### SOURCE
::::::

After inspecting the moxi logs (with -vvv enabled), I notice the following at around the time I get a SERVER_ERROR:
2013-07-16 03:07:22: (cproxy.c.2680) downstream_timeout
2013-07-16 03:07:22: (cproxy.c.1911) 56: could not forward upstream to downstream
2013-07-16 03:07:22: (cproxy.c.2004) 56: upstream_error: SERVER_ERROR proxy downstream timeout^M
I tried increasing the downstream timeout in the moxi configs from 5000 to 25000, but that doesn't help at all. The errors still happen just as frequently.
Can someone suggest any ideas for me to discover the cause of the problem? Or if there's some likely culprit?

SERVER_ERROR proxy downstream timeout
In this error response, moxi reached a timeout while waiting for a
downstream server to respond to a request. That is, moxi did not see
any explicit errors such as a connection going down, but the response
is just taking too long. The downstream connection will be also closed
by moxi rather than putting the downstream connection back into a
connection pool. The default downstream_timeout configuration is 5000
(milliseconds).
Pretty straight forward error, but it can be caused by a few possible things.

::::::

### PROVIDED DATA

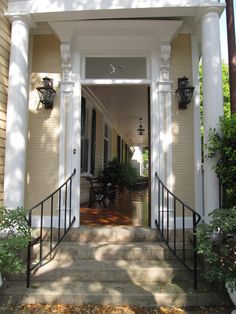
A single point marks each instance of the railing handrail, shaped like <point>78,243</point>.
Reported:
<point>67,224</point>
<point>165,231</point>
<point>178,199</point>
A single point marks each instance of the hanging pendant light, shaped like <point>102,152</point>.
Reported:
<point>140,129</point>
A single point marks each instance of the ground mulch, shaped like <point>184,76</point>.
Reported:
<point>105,309</point>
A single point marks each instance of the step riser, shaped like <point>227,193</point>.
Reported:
<point>112,252</point>
<point>116,275</point>
<point>146,300</point>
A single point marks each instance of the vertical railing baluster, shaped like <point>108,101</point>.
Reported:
<point>59,216</point>
<point>29,255</point>
<point>164,223</point>
<point>70,202</point>
<point>51,224</point>
<point>65,208</point>
<point>175,225</point>
<point>42,238</point>
<point>159,205</point>
<point>194,252</point>
<point>41,235</point>
<point>162,209</point>
<point>168,217</point>
<point>183,213</point>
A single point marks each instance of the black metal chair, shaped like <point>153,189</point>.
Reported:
<point>100,193</point>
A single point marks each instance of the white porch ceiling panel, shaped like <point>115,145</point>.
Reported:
<point>126,104</point>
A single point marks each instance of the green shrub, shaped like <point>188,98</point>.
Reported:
<point>15,235</point>
<point>216,242</point>
<point>222,145</point>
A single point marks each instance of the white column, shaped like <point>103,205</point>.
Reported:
<point>198,188</point>
<point>212,100</point>
<point>155,136</point>
<point>17,114</point>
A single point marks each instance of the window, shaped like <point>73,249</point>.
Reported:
<point>107,136</point>
<point>93,142</point>
<point>84,136</point>
<point>88,138</point>
<point>115,68</point>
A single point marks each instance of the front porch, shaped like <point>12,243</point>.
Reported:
<point>129,208</point>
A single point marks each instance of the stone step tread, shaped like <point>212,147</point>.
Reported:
<point>113,293</point>
<point>107,233</point>
<point>93,264</point>
<point>106,250</point>
<point>118,270</point>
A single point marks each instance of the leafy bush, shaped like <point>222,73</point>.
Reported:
<point>222,145</point>
<point>216,242</point>
<point>15,235</point>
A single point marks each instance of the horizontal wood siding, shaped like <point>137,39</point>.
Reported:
<point>182,122</point>
<point>43,126</point>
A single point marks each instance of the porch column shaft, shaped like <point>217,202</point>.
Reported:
<point>155,137</point>
<point>17,114</point>
<point>212,100</point>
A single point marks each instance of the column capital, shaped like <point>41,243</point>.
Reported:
<point>65,49</point>
<point>213,11</point>
<point>66,87</point>
<point>24,17</point>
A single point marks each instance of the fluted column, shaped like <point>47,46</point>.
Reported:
<point>17,114</point>
<point>212,100</point>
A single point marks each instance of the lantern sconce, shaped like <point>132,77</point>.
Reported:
<point>46,92</point>
<point>140,129</point>
<point>184,92</point>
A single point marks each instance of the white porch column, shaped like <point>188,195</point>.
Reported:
<point>165,91</point>
<point>212,100</point>
<point>17,114</point>
<point>161,122</point>
<point>155,136</point>
<point>66,103</point>
<point>69,152</point>
<point>198,183</point>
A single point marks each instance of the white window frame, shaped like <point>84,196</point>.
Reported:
<point>108,139</point>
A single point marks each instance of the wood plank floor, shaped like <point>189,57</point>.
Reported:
<point>129,208</point>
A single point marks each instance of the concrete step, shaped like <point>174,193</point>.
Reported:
<point>112,271</point>
<point>106,234</point>
<point>72,251</point>
<point>115,293</point>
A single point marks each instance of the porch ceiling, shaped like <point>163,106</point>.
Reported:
<point>126,104</point>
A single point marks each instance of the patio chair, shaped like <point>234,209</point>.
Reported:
<point>100,193</point>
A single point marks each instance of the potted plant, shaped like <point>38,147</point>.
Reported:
<point>15,235</point>
<point>216,241</point>
<point>119,174</point>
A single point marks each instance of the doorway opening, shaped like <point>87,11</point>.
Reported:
<point>115,131</point>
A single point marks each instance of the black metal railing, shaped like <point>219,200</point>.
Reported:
<point>176,221</point>
<point>54,216</point>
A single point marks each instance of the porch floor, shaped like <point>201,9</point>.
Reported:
<point>129,208</point>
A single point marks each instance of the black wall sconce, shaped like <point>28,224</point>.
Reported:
<point>140,129</point>
<point>184,92</point>
<point>46,92</point>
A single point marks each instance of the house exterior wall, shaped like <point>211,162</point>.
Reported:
<point>182,123</point>
<point>4,63</point>
<point>43,125</point>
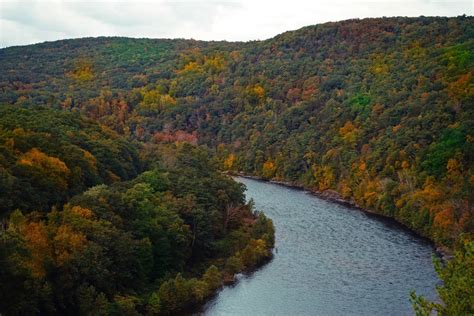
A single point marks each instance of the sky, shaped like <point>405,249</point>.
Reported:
<point>34,21</point>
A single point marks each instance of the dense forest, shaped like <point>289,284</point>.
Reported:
<point>94,224</point>
<point>378,111</point>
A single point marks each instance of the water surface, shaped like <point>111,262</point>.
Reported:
<point>329,260</point>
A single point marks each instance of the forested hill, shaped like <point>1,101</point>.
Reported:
<point>379,110</point>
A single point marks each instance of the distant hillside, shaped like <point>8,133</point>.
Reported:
<point>379,110</point>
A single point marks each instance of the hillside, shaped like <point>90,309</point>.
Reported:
<point>379,110</point>
<point>93,224</point>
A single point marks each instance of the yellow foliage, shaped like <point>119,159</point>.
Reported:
<point>83,71</point>
<point>379,66</point>
<point>327,178</point>
<point>90,158</point>
<point>82,212</point>
<point>259,91</point>
<point>36,238</point>
<point>405,164</point>
<point>66,243</point>
<point>348,132</point>
<point>268,169</point>
<point>49,166</point>
<point>229,162</point>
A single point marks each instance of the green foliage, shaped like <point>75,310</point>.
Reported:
<point>457,290</point>
<point>112,248</point>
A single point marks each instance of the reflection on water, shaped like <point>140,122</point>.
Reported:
<point>331,260</point>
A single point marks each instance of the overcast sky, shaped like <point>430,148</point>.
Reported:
<point>27,22</point>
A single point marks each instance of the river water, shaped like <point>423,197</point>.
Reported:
<point>329,260</point>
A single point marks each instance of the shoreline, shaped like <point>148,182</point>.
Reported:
<point>333,196</point>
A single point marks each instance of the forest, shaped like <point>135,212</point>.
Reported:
<point>93,224</point>
<point>379,111</point>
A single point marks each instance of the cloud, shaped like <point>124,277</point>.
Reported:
<point>32,21</point>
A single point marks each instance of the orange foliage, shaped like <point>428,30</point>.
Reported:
<point>348,132</point>
<point>66,244</point>
<point>229,162</point>
<point>268,169</point>
<point>52,167</point>
<point>463,87</point>
<point>36,237</point>
<point>178,136</point>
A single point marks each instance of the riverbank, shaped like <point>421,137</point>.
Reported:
<point>333,196</point>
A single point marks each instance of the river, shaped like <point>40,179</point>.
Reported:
<point>329,260</point>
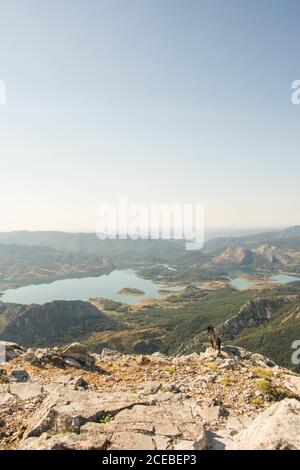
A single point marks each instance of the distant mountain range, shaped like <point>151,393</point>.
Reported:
<point>52,323</point>
<point>262,256</point>
<point>286,238</point>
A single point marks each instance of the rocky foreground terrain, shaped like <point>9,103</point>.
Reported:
<point>71,399</point>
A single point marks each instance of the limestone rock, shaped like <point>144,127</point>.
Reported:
<point>277,428</point>
<point>78,352</point>
<point>20,375</point>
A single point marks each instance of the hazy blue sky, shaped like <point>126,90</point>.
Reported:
<point>160,100</point>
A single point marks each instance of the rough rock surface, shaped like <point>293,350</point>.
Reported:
<point>194,402</point>
<point>278,428</point>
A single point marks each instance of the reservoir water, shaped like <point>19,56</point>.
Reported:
<point>107,286</point>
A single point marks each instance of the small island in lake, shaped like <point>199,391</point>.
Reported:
<point>131,291</point>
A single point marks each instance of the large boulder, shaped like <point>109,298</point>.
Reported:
<point>78,352</point>
<point>276,428</point>
<point>9,351</point>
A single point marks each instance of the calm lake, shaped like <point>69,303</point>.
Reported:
<point>106,286</point>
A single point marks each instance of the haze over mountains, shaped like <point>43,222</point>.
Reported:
<point>170,325</point>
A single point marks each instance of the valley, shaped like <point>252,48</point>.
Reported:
<point>148,296</point>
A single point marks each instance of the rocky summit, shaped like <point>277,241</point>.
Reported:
<point>67,398</point>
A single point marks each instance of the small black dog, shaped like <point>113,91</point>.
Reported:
<point>214,339</point>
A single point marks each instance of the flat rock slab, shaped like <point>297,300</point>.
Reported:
<point>4,397</point>
<point>277,428</point>
<point>26,391</point>
<point>116,421</point>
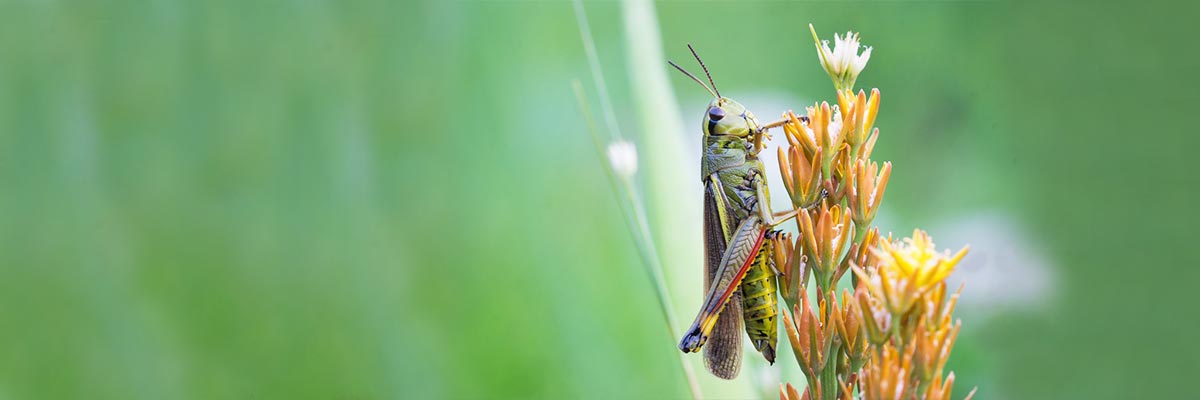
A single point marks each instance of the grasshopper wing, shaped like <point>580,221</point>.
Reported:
<point>723,356</point>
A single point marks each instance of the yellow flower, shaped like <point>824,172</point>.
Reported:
<point>826,242</point>
<point>802,175</point>
<point>886,375</point>
<point>821,129</point>
<point>867,190</point>
<point>907,270</point>
<point>859,120</point>
<point>811,335</point>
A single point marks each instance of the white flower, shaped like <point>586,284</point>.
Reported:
<point>844,61</point>
<point>623,157</point>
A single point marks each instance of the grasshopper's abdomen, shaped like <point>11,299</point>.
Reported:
<point>759,302</point>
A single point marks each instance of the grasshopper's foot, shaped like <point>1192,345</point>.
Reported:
<point>693,340</point>
<point>766,348</point>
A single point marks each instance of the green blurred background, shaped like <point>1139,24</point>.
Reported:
<point>343,200</point>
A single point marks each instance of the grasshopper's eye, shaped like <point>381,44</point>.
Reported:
<point>715,113</point>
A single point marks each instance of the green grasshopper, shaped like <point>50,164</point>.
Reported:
<point>739,275</point>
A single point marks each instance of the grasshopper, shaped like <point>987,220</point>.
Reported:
<point>739,276</point>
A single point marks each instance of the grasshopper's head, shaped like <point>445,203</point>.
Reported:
<point>726,117</point>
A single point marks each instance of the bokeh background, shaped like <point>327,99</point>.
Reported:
<point>348,200</point>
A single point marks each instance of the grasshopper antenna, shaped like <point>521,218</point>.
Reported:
<point>706,70</point>
<point>694,78</point>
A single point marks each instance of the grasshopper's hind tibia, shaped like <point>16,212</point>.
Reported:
<point>759,303</point>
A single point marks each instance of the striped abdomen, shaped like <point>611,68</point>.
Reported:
<point>759,302</point>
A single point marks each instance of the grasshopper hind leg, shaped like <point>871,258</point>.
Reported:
<point>723,354</point>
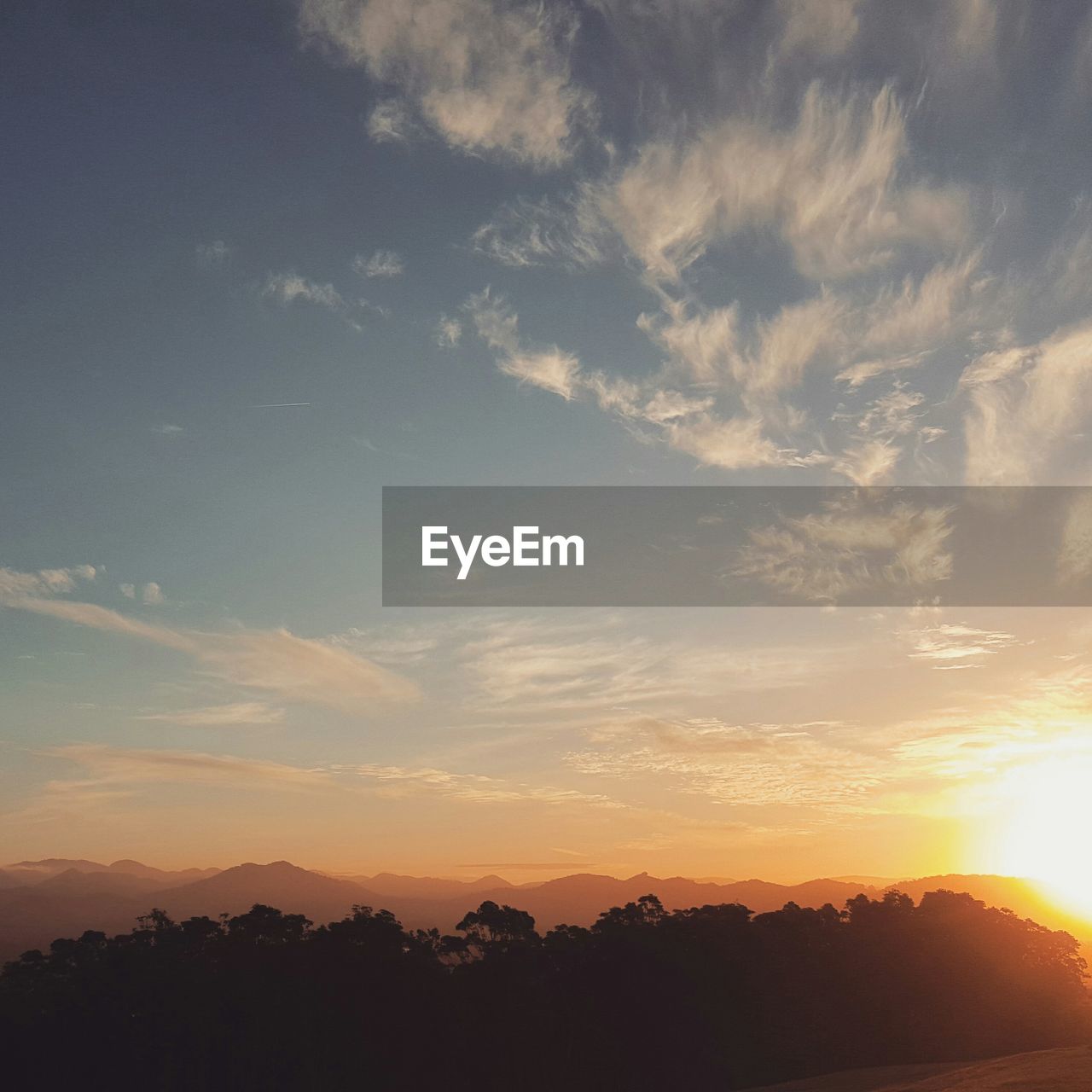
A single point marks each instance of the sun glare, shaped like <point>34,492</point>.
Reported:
<point>1045,831</point>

::::::

### GOAL A
Please render the records as a two-column CSV with the columns request and answer, starting at the first record and ending at the line containing "<point>118,270</point>". Give one row per request, with its text and its answer each in one quoted field and any line breaks replaced by spaces, and leave the pictures out.
### GOAL B
Carry the forum text about moxi downstream timeout errors forward from where it stops.

### RIGHT ANSWER A
request,answer
"A single point marks each instance of the railing handrail, shaped like <point>78,243</point>. Reported:","<point>67,224</point> <point>165,231</point> <point>178,199</point>"
"A single point marks each instance of the hanging pendant light, shaped like <point>102,152</point>. Reported:","<point>140,129</point>"
"A single point marks each instance of the ground mulch, shaped like <point>184,76</point>. Reported:","<point>105,309</point>"
"A single point marks each instance of the step riser, shaped like <point>227,193</point>. Reported:","<point>112,252</point> <point>116,275</point> <point>146,300</point>"
"A single point marks each instance of the vertical railing baluster, shaped like <point>108,101</point>. Reported:","<point>59,216</point> <point>29,255</point> <point>164,223</point> <point>70,202</point> <point>51,224</point> <point>65,208</point> <point>175,225</point> <point>42,238</point> <point>159,205</point> <point>194,252</point> <point>41,235</point> <point>162,209</point> <point>168,217</point> <point>183,213</point>"
"A single point marks each instance of the black metal chair, shaped like <point>153,189</point>. Reported:","<point>100,193</point>"
"A single point marks each instance of the white porch ceiling panel, shaped like <point>115,145</point>. Reported:","<point>126,104</point>"
"A single point marks each instance of the green shrub, shaped like <point>188,98</point>. Reported:","<point>15,235</point> <point>216,242</point> <point>222,145</point>"
"A single point marks each instance of the white column, shaped like <point>103,205</point>. Reported:","<point>198,188</point> <point>212,100</point> <point>155,136</point> <point>17,114</point>"
"A single point marks each instance of the window, shaped like <point>73,249</point>. Reported:","<point>107,136</point> <point>93,142</point> <point>84,136</point> <point>88,138</point> <point>115,68</point>"
"A single point marks each instance of the front porch, shaped like <point>12,243</point>. Reported:","<point>129,208</point>"
"A single point marks each instance of the stone step tread, shaped like <point>212,147</point>. Reported:","<point>113,293</point> <point>107,233</point> <point>93,264</point> <point>106,250</point> <point>118,270</point>"

### RIGHT ANSWER B
try getting the output of "stats proxy" from moxi:
echo stats proxy | nc HOST 11211
obviously you have already figured out that you are concerned with these settings:
STAT 11211:default:pstd_stats:tot_downstream_timeout xxxx
STAT 11211:default:pstd_stats:tot_wait_queue_timeout nnnnn
your downstream_timeout as you've said should appear as 5000
but also check out:
STAT 11211:default:pstd_stats:tot_downstream_conn_queue_timeout 0
from URL:
http://www.couchbase.com/docs/moxi-manual-1.8/moxi-dataflow.html
pretty much a perfect walk through of the way moxi operates.
To understand some of the configurable command-line flags in moxi
(concurrency, downstream_max, downstream_conn_max, downstream_timeout,
wait_queue_timeout, etc), it can be helpful to follow a request
through moxi...
The normal flow of data for moxi is as follows:
A client connects
A client creates a connection (an upstream conn) to moxi.
moxi's -c command-line parameter ultimately controls the limits on
the maximum number of connections.
In this -c parameter, moxi inherits the same behavior as memcached,
and will stop accept()'ing client connections until
existing connections are closed. When the count of existing
connections drops below the -c defined level, moxi will accept() more
client connections.
The client makes a request, which goes on the wait queue
Next, the client makes a request — such as simple single-key
command (like set, add, append, or a single-key get).
At this point, moxi places the upstream conn onto the tail of a wait
queue. moxi's wait_queue_timeout parameter controls how long an
upstream conn should stay on the wait queue before moxi times it out
and responds to the client with a SERVER_ERROR response.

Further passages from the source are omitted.